• PROBLEM TO WORK ON: Write down every entry below once more, exactly.

• ENTRIES SHOWN:
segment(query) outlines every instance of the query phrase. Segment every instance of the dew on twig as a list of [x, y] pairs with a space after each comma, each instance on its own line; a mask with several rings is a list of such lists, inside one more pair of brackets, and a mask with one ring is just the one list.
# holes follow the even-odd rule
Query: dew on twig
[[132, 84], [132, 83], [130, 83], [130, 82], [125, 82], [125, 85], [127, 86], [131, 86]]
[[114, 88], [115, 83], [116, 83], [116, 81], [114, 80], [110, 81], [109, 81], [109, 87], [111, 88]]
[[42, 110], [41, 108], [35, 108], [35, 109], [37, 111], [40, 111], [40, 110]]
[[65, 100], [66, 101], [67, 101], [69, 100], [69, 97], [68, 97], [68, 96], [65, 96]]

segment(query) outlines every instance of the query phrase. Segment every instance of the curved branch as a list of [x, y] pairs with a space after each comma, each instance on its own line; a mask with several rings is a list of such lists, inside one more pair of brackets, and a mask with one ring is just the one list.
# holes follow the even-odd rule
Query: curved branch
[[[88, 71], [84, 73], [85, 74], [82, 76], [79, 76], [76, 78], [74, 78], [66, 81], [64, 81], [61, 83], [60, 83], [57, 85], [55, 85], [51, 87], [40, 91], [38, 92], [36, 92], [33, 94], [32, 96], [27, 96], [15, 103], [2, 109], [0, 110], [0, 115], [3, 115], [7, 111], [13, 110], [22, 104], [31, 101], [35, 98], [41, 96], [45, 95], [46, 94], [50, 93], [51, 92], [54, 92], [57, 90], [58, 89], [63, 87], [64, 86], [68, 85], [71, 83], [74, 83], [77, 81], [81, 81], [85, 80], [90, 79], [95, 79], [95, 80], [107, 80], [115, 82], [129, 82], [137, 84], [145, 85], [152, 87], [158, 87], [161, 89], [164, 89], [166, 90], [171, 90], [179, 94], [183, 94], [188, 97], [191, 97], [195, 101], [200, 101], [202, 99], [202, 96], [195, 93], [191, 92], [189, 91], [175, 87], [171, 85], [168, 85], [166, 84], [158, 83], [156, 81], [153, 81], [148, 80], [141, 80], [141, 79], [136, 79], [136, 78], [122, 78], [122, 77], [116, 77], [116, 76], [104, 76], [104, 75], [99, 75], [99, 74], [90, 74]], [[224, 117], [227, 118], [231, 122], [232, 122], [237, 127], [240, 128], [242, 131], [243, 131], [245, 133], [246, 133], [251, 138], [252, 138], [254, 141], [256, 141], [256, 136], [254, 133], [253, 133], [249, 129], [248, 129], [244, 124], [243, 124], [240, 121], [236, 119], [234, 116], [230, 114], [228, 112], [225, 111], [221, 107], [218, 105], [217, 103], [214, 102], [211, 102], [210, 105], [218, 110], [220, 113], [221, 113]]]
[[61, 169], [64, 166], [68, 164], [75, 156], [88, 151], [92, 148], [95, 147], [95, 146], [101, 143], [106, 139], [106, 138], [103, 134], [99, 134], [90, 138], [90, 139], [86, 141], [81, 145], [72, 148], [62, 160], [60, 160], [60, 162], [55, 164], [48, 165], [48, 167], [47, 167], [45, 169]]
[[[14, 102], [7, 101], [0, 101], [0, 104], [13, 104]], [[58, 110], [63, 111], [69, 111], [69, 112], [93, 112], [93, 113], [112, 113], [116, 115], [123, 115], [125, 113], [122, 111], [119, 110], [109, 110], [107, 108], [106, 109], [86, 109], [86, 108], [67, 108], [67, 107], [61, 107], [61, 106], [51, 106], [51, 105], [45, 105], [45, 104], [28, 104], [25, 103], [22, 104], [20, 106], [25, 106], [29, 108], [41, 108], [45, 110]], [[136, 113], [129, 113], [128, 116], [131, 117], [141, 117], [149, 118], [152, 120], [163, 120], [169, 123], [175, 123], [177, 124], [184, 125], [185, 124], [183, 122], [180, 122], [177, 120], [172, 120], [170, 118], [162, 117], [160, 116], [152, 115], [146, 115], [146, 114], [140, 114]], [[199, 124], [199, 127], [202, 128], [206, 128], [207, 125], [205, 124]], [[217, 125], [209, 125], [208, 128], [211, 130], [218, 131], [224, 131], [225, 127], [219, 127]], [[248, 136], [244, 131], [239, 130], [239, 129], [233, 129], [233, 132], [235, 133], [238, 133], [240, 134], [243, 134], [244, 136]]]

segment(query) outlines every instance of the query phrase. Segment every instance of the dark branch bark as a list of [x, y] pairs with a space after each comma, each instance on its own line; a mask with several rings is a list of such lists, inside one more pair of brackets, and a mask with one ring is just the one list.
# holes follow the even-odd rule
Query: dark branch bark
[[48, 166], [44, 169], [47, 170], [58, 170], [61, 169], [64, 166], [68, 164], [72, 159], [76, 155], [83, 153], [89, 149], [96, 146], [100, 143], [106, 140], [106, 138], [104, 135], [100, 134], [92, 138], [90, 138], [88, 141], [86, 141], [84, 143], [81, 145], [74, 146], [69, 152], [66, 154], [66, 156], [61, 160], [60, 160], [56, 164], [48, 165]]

• ANSWER TO THE EXERCISE:
segment(query) outlines every instance of the query phrase. Segment every instance of the dew on twig as a list of [x, y] pairs with a space after each comma, each instance on its own line; a mask with several rings is a list of such lists, inside one more pair of brackets, and a mask with one ring is just the one list.
# holes follow the even-odd rule
Query: dew on twig
[[132, 84], [132, 83], [130, 83], [130, 82], [125, 82], [125, 85], [127, 86], [131, 86]]
[[114, 88], [115, 83], [116, 83], [116, 81], [114, 80], [110, 81], [109, 81], [109, 87], [111, 88]]
[[42, 110], [41, 108], [35, 108], [35, 109], [37, 111], [40, 111], [40, 110]]
[[65, 100], [66, 101], [67, 101], [69, 100], [69, 97], [68, 97], [68, 96], [65, 96]]

segment(query) outlines every instance of the query phrase. Segment every instance of the curved branch as a list of [x, y] pairs with a space after each comma, each instance on its own line; a mask with several rings is a list of such lists, inside one more pair of brackets, and a mask with one ring is just the one list.
# holes follow the even-odd rule
Query: curved branch
[[[88, 71], [84, 73], [85, 74], [82, 76], [79, 76], [76, 78], [74, 78], [66, 81], [64, 81], [61, 83], [60, 83], [57, 85], [55, 85], [51, 87], [40, 91], [38, 92], [36, 92], [33, 94], [32, 96], [27, 96], [15, 103], [2, 109], [0, 110], [0, 115], [3, 115], [7, 111], [13, 110], [22, 104], [31, 101], [35, 98], [41, 96], [45, 95], [46, 94], [50, 93], [51, 92], [54, 92], [57, 90], [58, 89], [63, 87], [64, 86], [68, 85], [71, 83], [74, 83], [77, 81], [81, 81], [85, 80], [90, 79], [95, 79], [95, 80], [107, 80], [115, 82], [129, 82], [137, 84], [145, 85], [152, 87], [158, 87], [161, 89], [164, 89], [166, 90], [171, 90], [179, 94], [183, 94], [188, 97], [191, 97], [195, 101], [200, 101], [202, 99], [202, 96], [195, 93], [191, 92], [189, 91], [175, 87], [171, 85], [168, 85], [166, 84], [158, 83], [156, 81], [153, 81], [148, 80], [141, 80], [141, 79], [136, 79], [136, 78], [122, 78], [122, 77], [116, 77], [116, 76], [104, 76], [104, 75], [99, 75], [99, 74], [90, 74]], [[224, 117], [227, 118], [231, 122], [232, 122], [237, 127], [240, 128], [242, 131], [243, 131], [245, 133], [246, 133], [251, 138], [252, 138], [254, 141], [256, 141], [256, 136], [254, 133], [253, 133], [249, 129], [248, 129], [244, 124], [243, 124], [240, 121], [236, 119], [234, 116], [230, 114], [228, 112], [225, 111], [221, 107], [218, 105], [217, 103], [214, 102], [211, 102], [210, 105], [218, 110], [220, 113], [221, 113]]]
[[61, 169], [64, 166], [68, 164], [75, 156], [88, 151], [92, 148], [95, 147], [95, 146], [101, 143], [106, 139], [106, 138], [103, 134], [99, 134], [90, 138], [90, 139], [86, 141], [81, 145], [72, 148], [62, 160], [60, 160], [60, 162], [55, 164], [48, 165], [48, 167], [47, 167], [45, 169]]
[[[14, 102], [7, 101], [0, 101], [0, 104], [13, 104]], [[58, 110], [63, 111], [69, 111], [69, 112], [93, 112], [93, 113], [112, 113], [116, 115], [123, 115], [125, 113], [122, 111], [119, 110], [109, 110], [107, 108], [106, 109], [86, 109], [86, 108], [67, 108], [67, 107], [61, 107], [61, 106], [51, 106], [51, 105], [45, 105], [45, 104], [28, 104], [25, 103], [22, 104], [20, 106], [25, 106], [29, 108], [41, 108], [45, 110]], [[136, 113], [129, 113], [128, 116], [131, 117], [141, 117], [149, 118], [152, 120], [163, 120], [169, 123], [175, 123], [177, 124], [184, 125], [185, 124], [183, 122], [180, 122], [177, 120], [172, 120], [170, 118], [162, 117], [160, 116], [152, 115], [146, 115], [146, 114], [140, 114]], [[199, 124], [199, 127], [202, 128], [206, 128], [207, 125], [205, 124]], [[217, 125], [209, 125], [208, 128], [211, 130], [218, 131], [224, 131], [225, 127], [219, 127]], [[248, 136], [244, 131], [239, 130], [239, 129], [233, 129], [233, 132], [235, 133], [238, 133], [240, 134], [243, 134], [244, 136]]]

segment(query) outlines every instance of the query phrase. Segment every instance of the dark branch bark as a list of [x, y] pairs with a space after each comma, each instance on its own line; a mask with several rings is a list of such lists, inside one more pair of brackets, and a mask with one ring is just the one list.
# holes follow the even-odd rule
Query: dark branch bark
[[48, 166], [44, 169], [47, 170], [58, 170], [61, 169], [64, 166], [68, 164], [72, 159], [76, 155], [83, 153], [89, 149], [96, 146], [100, 143], [106, 140], [106, 138], [104, 135], [100, 134], [92, 138], [90, 138], [88, 141], [86, 141], [84, 143], [81, 145], [74, 146], [69, 152], [66, 154], [66, 156], [61, 160], [60, 160], [56, 164], [48, 165]]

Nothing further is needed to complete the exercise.